YOUR GOAL: Start at the line holding "Mark the hedge". Write out that line and each one after it to the end of the data, unchanged.

Dataset entries:
──────
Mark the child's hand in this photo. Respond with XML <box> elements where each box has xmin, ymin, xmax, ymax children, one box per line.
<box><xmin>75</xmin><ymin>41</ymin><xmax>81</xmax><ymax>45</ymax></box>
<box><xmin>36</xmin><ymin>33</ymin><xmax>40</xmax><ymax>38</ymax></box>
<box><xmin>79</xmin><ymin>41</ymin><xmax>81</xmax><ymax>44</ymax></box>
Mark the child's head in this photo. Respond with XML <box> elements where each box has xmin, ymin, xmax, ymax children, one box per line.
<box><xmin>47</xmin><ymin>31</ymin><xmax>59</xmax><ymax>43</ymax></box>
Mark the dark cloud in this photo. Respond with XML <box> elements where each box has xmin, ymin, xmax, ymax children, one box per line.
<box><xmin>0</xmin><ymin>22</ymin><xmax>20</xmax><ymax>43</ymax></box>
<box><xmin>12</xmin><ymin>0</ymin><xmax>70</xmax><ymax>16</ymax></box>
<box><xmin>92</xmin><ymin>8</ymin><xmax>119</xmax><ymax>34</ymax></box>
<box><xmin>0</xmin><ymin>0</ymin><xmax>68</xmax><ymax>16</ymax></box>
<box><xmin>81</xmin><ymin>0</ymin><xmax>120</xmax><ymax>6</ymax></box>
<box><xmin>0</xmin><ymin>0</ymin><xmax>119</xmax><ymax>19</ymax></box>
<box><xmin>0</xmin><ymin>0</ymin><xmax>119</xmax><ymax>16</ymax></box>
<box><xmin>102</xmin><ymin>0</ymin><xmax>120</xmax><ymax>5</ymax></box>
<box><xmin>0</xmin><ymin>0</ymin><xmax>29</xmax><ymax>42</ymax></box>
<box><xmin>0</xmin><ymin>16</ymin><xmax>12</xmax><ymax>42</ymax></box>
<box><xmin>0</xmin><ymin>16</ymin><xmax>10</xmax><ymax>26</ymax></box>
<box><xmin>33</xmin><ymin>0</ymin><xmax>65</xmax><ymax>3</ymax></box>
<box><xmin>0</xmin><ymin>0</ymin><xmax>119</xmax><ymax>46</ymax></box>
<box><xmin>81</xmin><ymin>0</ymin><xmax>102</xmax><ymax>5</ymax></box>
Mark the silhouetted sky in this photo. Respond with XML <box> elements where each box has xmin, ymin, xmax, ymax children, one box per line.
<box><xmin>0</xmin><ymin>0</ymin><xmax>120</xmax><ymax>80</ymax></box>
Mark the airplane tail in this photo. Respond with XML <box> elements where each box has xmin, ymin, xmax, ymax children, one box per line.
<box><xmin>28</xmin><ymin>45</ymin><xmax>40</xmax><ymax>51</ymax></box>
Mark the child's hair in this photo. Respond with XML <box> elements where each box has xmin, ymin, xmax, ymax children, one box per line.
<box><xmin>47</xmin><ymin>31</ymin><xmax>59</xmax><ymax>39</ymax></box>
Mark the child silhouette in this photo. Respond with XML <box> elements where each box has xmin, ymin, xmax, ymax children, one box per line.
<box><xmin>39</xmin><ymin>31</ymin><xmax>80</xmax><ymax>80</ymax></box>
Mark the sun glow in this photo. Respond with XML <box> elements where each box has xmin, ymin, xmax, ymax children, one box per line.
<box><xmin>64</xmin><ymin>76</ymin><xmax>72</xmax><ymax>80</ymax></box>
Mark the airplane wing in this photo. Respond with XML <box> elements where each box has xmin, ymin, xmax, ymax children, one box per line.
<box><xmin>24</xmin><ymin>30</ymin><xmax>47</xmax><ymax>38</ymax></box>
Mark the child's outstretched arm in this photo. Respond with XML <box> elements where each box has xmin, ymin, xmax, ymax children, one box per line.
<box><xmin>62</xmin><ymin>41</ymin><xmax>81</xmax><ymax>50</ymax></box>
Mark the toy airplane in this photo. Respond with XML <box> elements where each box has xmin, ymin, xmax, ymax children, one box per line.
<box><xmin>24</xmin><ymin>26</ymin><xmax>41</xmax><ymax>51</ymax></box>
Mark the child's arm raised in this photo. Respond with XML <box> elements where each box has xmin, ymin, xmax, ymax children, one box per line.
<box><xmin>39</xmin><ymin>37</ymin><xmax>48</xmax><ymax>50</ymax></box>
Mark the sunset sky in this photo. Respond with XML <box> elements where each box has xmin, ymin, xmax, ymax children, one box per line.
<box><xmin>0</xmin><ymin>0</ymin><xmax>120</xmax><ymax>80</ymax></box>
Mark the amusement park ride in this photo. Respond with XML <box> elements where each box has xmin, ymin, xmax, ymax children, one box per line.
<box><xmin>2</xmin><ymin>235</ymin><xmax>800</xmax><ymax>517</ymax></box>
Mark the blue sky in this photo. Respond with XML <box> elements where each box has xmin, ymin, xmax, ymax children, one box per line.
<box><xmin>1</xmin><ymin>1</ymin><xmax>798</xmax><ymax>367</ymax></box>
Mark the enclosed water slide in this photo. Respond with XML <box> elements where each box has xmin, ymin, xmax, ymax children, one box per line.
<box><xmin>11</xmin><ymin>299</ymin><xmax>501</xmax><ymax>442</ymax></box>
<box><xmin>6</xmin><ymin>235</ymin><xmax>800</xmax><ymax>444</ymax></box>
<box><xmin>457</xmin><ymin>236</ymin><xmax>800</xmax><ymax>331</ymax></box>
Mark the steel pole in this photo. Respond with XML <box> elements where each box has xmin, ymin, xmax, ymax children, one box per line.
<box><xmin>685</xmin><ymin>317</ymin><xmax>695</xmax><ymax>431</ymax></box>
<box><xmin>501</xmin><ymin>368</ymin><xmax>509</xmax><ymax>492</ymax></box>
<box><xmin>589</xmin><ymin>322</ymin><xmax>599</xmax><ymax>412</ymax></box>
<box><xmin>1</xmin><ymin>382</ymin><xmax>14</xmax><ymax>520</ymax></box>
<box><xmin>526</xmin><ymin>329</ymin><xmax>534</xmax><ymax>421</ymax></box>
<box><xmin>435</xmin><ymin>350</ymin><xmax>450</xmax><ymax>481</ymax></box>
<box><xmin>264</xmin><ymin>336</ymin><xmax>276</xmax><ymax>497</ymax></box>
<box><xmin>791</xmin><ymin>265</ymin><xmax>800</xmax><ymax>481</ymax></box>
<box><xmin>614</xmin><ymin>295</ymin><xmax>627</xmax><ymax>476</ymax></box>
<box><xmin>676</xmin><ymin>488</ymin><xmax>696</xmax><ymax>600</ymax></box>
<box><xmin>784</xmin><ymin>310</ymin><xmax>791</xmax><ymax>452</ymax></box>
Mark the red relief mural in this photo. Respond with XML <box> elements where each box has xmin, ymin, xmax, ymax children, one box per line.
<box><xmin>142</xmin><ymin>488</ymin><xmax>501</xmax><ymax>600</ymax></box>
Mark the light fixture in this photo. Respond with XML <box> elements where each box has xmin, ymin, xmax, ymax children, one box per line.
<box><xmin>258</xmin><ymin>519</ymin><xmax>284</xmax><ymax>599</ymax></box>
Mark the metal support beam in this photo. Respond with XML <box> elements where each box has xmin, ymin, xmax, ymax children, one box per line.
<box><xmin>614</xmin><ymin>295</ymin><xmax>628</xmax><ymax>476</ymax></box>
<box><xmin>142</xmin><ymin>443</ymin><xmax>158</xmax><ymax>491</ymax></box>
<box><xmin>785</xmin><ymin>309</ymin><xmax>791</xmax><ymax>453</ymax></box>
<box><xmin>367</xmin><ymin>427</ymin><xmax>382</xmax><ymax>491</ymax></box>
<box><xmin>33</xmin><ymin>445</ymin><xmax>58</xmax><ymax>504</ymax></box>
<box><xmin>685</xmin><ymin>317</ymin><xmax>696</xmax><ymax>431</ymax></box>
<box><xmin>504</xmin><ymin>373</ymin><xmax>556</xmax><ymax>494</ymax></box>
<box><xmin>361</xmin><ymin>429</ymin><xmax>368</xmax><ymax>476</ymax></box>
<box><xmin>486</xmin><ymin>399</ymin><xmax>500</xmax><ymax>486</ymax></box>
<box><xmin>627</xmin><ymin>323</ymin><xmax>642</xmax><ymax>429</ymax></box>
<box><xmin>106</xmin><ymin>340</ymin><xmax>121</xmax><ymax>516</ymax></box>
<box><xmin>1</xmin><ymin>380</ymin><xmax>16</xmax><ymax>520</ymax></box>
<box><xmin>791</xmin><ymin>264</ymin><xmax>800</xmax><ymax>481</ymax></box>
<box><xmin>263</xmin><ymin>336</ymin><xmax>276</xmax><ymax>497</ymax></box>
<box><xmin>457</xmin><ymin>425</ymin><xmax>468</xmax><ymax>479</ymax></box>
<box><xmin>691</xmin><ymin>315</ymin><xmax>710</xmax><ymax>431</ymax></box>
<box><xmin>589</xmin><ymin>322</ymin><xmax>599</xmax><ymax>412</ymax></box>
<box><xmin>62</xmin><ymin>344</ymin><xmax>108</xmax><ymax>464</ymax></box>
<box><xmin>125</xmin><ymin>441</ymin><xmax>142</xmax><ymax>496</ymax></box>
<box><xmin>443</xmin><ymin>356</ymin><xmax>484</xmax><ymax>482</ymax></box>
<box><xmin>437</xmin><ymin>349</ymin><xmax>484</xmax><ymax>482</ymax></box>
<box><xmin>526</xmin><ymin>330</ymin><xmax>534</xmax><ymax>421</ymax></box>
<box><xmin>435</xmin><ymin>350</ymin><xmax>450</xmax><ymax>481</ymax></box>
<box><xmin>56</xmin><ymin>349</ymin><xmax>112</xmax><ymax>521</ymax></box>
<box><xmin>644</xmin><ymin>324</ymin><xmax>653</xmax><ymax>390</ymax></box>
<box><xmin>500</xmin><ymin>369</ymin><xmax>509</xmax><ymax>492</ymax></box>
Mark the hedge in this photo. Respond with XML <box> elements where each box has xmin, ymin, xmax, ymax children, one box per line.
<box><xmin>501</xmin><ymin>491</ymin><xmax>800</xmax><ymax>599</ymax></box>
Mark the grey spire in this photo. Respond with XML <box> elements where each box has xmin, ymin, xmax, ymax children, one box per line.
──────
RESULT OF THIS TASK:
Mark the hedge in this photo. Respond with XML <box> elements where each box has xmin, ymin, xmax, ymax children, one box per line.
<box><xmin>501</xmin><ymin>491</ymin><xmax>800</xmax><ymax>599</ymax></box>
Mark the grey spire in this photo. Respond with XML <box> elements where each box has xmin, ymin, xmax, ymax children, one box per line.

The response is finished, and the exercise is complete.